TASK DESCRIPTION ▸
Could you format all the rows below as a JSON list of strings, with one string per line and blank lines dropped?

TASK INPUTS ▸
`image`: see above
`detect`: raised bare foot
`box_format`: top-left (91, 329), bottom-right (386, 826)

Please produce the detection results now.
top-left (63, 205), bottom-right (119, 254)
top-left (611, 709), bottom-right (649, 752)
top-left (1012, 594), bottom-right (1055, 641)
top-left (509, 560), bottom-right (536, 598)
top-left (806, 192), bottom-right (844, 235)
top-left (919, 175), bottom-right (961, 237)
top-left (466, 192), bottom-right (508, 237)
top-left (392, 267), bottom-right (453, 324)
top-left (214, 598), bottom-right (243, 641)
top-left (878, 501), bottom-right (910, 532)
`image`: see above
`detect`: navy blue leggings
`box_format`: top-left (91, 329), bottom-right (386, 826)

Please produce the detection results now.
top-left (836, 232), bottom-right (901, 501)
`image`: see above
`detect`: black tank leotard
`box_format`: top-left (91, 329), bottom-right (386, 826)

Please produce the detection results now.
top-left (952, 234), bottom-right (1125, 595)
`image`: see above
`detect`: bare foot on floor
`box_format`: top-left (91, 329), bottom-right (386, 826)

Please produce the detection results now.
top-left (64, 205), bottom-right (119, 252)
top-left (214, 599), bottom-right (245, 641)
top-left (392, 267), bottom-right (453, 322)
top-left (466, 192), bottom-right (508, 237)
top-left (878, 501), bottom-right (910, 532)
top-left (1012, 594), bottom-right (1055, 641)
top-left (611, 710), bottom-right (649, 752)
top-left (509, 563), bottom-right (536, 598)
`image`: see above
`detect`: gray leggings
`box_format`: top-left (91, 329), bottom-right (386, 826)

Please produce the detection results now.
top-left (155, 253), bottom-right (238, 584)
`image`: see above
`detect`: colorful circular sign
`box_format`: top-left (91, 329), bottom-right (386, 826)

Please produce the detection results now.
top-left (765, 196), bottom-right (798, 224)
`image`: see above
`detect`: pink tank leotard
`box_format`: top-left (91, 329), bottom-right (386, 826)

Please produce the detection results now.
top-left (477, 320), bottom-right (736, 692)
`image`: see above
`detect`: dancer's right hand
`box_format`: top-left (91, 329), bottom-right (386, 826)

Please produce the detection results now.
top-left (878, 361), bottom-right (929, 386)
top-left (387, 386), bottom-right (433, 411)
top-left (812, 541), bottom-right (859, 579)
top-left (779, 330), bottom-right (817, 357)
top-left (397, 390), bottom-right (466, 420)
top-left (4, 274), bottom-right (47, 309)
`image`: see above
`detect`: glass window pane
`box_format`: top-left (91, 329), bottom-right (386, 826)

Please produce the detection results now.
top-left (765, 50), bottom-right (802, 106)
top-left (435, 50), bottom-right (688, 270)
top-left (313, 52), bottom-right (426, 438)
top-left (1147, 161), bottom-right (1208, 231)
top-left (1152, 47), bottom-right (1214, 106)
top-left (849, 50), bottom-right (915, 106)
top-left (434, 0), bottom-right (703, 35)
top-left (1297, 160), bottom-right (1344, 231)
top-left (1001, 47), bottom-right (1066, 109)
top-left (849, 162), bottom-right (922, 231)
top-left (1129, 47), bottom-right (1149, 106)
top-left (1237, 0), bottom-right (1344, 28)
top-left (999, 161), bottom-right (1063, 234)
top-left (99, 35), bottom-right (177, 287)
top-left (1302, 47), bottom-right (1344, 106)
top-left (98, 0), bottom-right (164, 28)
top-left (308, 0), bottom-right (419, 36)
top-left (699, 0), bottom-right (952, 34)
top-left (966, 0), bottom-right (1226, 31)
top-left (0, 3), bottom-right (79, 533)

FINAL RESULT ▸
[
  "`image`: see above",
  "`detect`: raised bare foot",
  "`box_format`: top-left (91, 329), bottom-right (386, 826)",
  "Please produce the detection results now.",
  "top-left (63, 205), bottom-right (119, 254)",
  "top-left (611, 709), bottom-right (649, 752)",
  "top-left (1012, 594), bottom-right (1055, 641)",
  "top-left (509, 560), bottom-right (536, 598)",
  "top-left (806, 192), bottom-right (844, 235)",
  "top-left (919, 175), bottom-right (961, 237)",
  "top-left (466, 192), bottom-right (508, 237)",
  "top-left (392, 267), bottom-right (453, 324)",
  "top-left (214, 598), bottom-right (243, 641)",
  "top-left (878, 501), bottom-right (910, 532)",
  "`image`: see above",
  "`detect`: navy blue leggings",
  "`box_format`: top-left (91, 329), bottom-right (386, 826)",
  "Please produce the detection results now.",
  "top-left (836, 232), bottom-right (901, 501)",
  "`image`: see above",
  "`detect`: black tank leotard",
  "`box_format`: top-left (91, 329), bottom-right (386, 826)",
  "Please produce the detection results now.",
  "top-left (952, 234), bottom-right (1125, 595)",
  "`image`: see above",
  "`detect`: bare foot on floor",
  "`box_format`: top-left (91, 329), bottom-right (386, 826)",
  "Please produce the detection results now.",
  "top-left (64, 205), bottom-right (119, 252)",
  "top-left (214, 599), bottom-right (245, 641)",
  "top-left (392, 267), bottom-right (453, 322)",
  "top-left (466, 192), bottom-right (508, 237)",
  "top-left (878, 501), bottom-right (910, 532)",
  "top-left (1012, 594), bottom-right (1055, 641)",
  "top-left (611, 710), bottom-right (649, 752)",
  "top-left (509, 563), bottom-right (536, 598)",
  "`image`: see above",
  "`detect`: gray leggings",
  "`box_format`: top-left (91, 329), bottom-right (386, 826)",
  "Please produce the detection results now.",
  "top-left (155, 253), bottom-right (238, 584)",
  "`image`: see above",
  "`detect`: colorful circular sign",
  "`box_format`: top-left (91, 329), bottom-right (386, 826)",
  "Please produce the detection results now.",
  "top-left (765, 196), bottom-right (798, 224)",
  "`image`: see above",
  "`detect`: pink tank leotard",
  "`box_format`: top-left (91, 329), bottom-right (386, 826)",
  "Please produce the detection results now.",
  "top-left (477, 320), bottom-right (736, 692)",
  "`image`: see above",
  "`detect`: dancer's right hand",
  "`box_format`: top-left (91, 329), bottom-right (386, 826)",
  "Please produce the detection results now.",
  "top-left (878, 361), bottom-right (929, 386)",
  "top-left (387, 386), bottom-right (433, 411)",
  "top-left (812, 541), bottom-right (859, 579)",
  "top-left (779, 330), bottom-right (817, 357)",
  "top-left (397, 390), bottom-right (466, 420)",
  "top-left (4, 274), bottom-right (47, 309)",
  "`image`: see above",
  "`detect`: glass window pane",
  "`box_format`: top-left (91, 329), bottom-right (386, 826)",
  "Please produce the detection results now.",
  "top-left (765, 50), bottom-right (802, 106)",
  "top-left (435, 50), bottom-right (688, 270)",
  "top-left (313, 52), bottom-right (426, 438)",
  "top-left (1147, 161), bottom-right (1208, 231)",
  "top-left (1152, 47), bottom-right (1214, 106)",
  "top-left (849, 50), bottom-right (915, 106)",
  "top-left (434, 0), bottom-right (703, 35)",
  "top-left (1297, 160), bottom-right (1344, 231)",
  "top-left (1001, 47), bottom-right (1066, 109)",
  "top-left (849, 162), bottom-right (922, 231)",
  "top-left (1129, 47), bottom-right (1149, 106)",
  "top-left (1237, 0), bottom-right (1344, 28)",
  "top-left (999, 161), bottom-right (1063, 234)",
  "top-left (99, 35), bottom-right (177, 287)",
  "top-left (1302, 47), bottom-right (1344, 106)",
  "top-left (98, 0), bottom-right (164, 28)",
  "top-left (308, 0), bottom-right (419, 36)",
  "top-left (699, 0), bottom-right (952, 34)",
  "top-left (966, 0), bottom-right (1226, 31)",
  "top-left (0, 3), bottom-right (79, 533)"
]